======== Data supplied

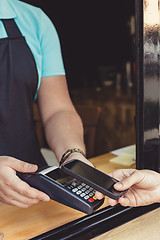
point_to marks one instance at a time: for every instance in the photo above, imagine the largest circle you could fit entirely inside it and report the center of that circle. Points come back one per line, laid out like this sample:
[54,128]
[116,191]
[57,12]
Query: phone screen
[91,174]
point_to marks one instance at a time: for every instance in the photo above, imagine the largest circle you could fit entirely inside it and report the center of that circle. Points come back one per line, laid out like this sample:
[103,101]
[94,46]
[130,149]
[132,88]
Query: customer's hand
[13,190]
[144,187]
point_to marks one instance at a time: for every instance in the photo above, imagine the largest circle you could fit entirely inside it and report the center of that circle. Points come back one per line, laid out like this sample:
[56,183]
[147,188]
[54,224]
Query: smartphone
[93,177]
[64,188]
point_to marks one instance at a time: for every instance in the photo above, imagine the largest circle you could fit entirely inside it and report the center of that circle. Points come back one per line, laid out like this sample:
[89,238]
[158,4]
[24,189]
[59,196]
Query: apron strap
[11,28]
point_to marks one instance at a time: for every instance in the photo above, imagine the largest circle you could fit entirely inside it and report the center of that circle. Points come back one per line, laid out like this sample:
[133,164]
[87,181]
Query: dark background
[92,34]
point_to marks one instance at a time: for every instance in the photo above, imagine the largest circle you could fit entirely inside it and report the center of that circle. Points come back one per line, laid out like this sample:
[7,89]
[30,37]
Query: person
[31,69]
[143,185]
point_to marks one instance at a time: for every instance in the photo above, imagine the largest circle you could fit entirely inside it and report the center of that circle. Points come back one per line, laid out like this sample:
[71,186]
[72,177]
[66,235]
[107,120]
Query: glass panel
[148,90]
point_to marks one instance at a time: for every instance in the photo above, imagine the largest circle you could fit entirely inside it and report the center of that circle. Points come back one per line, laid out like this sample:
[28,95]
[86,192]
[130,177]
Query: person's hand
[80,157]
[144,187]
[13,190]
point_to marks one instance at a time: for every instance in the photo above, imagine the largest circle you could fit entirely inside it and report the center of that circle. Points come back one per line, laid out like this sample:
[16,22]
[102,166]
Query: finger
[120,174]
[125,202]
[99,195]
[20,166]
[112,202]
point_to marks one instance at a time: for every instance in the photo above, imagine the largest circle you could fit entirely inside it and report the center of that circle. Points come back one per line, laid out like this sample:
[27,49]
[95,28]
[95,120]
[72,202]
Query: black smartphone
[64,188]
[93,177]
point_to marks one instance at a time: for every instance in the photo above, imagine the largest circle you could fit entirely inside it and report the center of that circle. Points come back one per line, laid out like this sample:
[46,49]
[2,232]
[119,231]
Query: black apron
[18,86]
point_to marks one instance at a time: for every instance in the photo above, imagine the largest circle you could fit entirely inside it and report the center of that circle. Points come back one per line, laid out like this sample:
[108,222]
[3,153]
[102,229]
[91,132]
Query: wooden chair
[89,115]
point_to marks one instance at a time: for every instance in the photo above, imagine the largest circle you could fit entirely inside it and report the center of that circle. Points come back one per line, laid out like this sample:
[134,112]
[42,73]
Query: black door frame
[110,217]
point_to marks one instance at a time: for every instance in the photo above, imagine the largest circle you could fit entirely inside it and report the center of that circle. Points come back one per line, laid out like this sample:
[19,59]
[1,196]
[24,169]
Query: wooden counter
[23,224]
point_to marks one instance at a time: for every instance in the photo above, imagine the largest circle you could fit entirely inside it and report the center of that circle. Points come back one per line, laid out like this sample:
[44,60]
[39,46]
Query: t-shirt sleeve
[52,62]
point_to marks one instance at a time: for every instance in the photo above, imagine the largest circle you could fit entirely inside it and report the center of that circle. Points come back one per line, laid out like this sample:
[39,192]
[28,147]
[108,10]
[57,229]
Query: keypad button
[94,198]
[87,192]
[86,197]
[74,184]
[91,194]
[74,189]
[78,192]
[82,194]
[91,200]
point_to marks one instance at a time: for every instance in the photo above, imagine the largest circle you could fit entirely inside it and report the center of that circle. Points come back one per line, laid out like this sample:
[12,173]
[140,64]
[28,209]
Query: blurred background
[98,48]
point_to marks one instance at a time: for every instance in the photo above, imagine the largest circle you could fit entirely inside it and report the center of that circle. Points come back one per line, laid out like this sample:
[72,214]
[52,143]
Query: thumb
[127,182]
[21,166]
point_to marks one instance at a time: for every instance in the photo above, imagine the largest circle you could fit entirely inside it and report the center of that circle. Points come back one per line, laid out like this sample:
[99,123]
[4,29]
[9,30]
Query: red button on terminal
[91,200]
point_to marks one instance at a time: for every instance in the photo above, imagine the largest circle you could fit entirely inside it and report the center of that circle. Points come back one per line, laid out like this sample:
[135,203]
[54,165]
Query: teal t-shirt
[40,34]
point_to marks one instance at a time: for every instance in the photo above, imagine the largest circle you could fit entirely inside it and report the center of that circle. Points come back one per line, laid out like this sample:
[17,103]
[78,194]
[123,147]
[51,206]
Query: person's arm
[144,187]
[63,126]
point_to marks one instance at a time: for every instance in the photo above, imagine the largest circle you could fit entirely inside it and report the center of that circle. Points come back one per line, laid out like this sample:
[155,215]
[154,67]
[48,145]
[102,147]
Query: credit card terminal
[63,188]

================

▶ _Stated goal_
Copy the entries above faithfully and omit every image.

▶ _Full response_
point_to marks one instance at a time: for every instance in the photo above, imagine the largest circle you could fit entirely inside it and report the center of that circle. Points come back one per line, laid out like this sample:
[54,128]
[116,191]
[57,12]
Query: phone screen
[91,174]
point_to marks one instance at a time: for every instance in the photo above, imagine the largest circle you could fit entirely inside it and report the center of that circle. Points come back one per line, laid out like this sample:
[103,101]
[94,46]
[130,149]
[132,88]
Query: customer's hand
[13,190]
[144,187]
point_to marks one instance at a time: for every instance in the photo above, imagine the largest circle you could fit entirely inside it and report the center of that circle. Points come back one per line, laid out like this sample:
[56,183]
[147,188]
[54,224]
Query: smartphone
[93,177]
[64,188]
point_to marks one instance at a time: for every instance in the photo above, imagine the largest circle you could fit entirely inside it and report the center of that circle. Points come back one per line, laid out like this sample:
[89,238]
[158,4]
[24,189]
[59,196]
Query: apron strap
[11,28]
point_to marks one instance at a time: for every instance in the photo above, imagine the largest circle you could fit entirely inside it and report the center of that circle. Points come back one per line, laid out like this sample:
[133,164]
[87,181]
Query: dark background
[92,34]
point_to marks one instance at a time: for every instance in the photo above, imagine the largest circle you could fit entirely inside it and report the center of that circle. Points come back one per line, laid out like this sample:
[7,89]
[30,37]
Query: person
[31,69]
[143,185]
point_to marks one instance at a time: for every instance in the photo above, imagine the largest circle you could fit entirely inside it and report the center of that circle. Points come back one per line, laid out like this sample:
[71,186]
[72,177]
[66,235]
[107,120]
Query: glass panel
[148,90]
point_to marks one instance at a time: for every instance in the photo above, imagine the largest circle you could fit entirely inside it and report the center of that circle. Points come back one per line, laid out like this sample:
[28,95]
[86,192]
[130,177]
Query: person's hand
[80,157]
[144,187]
[13,190]
point_to marks one instance at a time: for every instance in the photo above, imagine the largest circle you could fit entirely inside it and report the center of that circle. Points come back one per line, laid out like this sample:
[16,22]
[102,166]
Query: finger
[120,174]
[125,202]
[99,195]
[20,166]
[112,202]
point_to marks one instance at a time: for every instance in the photo above, imagine the largest circle you could fit entirely inside it and report the center of that circle. Points come back one per line, laid out like this sample:
[27,49]
[95,28]
[95,120]
[72,202]
Query: black smartphone
[64,188]
[93,177]
point_to marks one instance at a time: for every instance in the photo above, imagine the largest circle you could fit entirely inside it and report the center of that circle. Points come back one per line, laid out like this sample:
[46,49]
[2,232]
[119,231]
Query: black apron
[18,86]
point_to marks one instance at a time: for every instance in the photo above, imagine the largest circle you could fit entirely inside it and report the center of that circle. Points come back one per line, laid out like this sample:
[108,222]
[3,153]
[102,229]
[91,132]
Query: wooden chair
[89,115]
point_to marks one instance at a time: for every instance in the photo above, imagine the largest circle you could fit entirely inside it and report the center of that circle. Points come back one per line, laid out like this sample:
[134,112]
[42,73]
Query: black door frame
[110,217]
point_to marks one instance at a time: for every instance in the photo above, imagine the largest circle you could fit entirely inside it and report the center of that circle. Points come back one per line, laid out like this sample:
[19,59]
[1,196]
[24,169]
Query: wooden counter
[23,224]
point_to marks one instance at a time: for every instance in the photo above, imagine the largest circle you could fit entirely inside it and report the center of that circle. Points come back one per line, laid out like this sample:
[44,60]
[39,46]
Query: t-shirt sleeve
[52,62]
point_to marks one instance at a time: for every instance in the photo above, imagine the largest circle you could fit entirely inside it and report the center of that circle. Points come back one per line, laid out like this sample:
[39,192]
[28,147]
[108,10]
[57,229]
Query: keypad button
[94,198]
[87,192]
[86,197]
[74,184]
[91,194]
[74,189]
[78,192]
[82,194]
[91,200]
point_to marks one instance at a time: for every instance in the photo above, imagine the largest circle you could fit entirely inside it and report the center of that circle. Points come back one per line, laid out like this sample:
[12,173]
[140,64]
[28,209]
Query: blurred background
[98,48]
point_to marks one instance at a time: for every instance in the photo above, imagine the largest circle you could fit entirely inside it and report the center of that circle. Points come back one per line, laid out like this sample:
[72,214]
[52,143]
Query: thumb
[127,182]
[21,166]
point_to marks one instance at a time: for every instance in the photo above, imagine the largest circle you could fit entirely inside it and report the center of that circle. Points come back one per line, laid out like this sample:
[99,123]
[4,29]
[9,30]
Query: red button on terminal
[91,200]
point_to marks one instance at a time: for every instance in the photo above, imagine the largest circle you could fit entirely inside it and report the center of that circle. Points come back one per line, laid out like this sample:
[135,203]
[54,165]
Query: teal t-shirt
[40,34]
point_to marks one instance at a time: for every instance in the photo above, imagine the largest circle you could fit entirely inside it and report the center of that circle. Points come back one per line, laid out like this sample:
[17,103]
[78,194]
[123,147]
[51,206]
Query: person's arm
[144,187]
[63,126]
point_to marks one instance at a time: for every instance in the photo above, imagine the largest circle you could fit entirely inside it and report the center of that circle. Points come back one per line, laid out like this sample:
[155,215]
[154,67]
[48,145]
[102,147]
Query: credit card terminal
[63,188]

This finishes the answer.